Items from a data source

■ ■ ■ ■ ■ ■ ■

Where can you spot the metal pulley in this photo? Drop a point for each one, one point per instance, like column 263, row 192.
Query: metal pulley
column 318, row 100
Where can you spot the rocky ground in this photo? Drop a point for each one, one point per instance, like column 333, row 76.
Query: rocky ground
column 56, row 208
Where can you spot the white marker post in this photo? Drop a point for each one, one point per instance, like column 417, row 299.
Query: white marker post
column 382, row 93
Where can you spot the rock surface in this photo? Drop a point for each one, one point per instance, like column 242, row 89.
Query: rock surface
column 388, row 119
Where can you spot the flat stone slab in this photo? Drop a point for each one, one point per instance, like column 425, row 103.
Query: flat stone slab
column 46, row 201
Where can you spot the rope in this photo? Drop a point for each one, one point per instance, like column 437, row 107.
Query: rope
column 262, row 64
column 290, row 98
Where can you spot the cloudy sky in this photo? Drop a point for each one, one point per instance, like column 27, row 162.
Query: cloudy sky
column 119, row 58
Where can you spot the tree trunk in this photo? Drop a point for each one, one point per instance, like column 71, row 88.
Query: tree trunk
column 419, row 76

■ ■ ■ ■ ■ ■ ■

WORK TO COMPLETE. Begin at the line that contains "Where can you spot the tree" and stop at the end of the rows. Copy those lines again, swapping "tree trunk" for "fallen log" and leaving everything else unchanged.

FULL RESPONSE.
Where can you spot the fallen log in this photo? Drop a point for each one, one point per instance, like column 71, row 88.
Query: fallen log
column 419, row 76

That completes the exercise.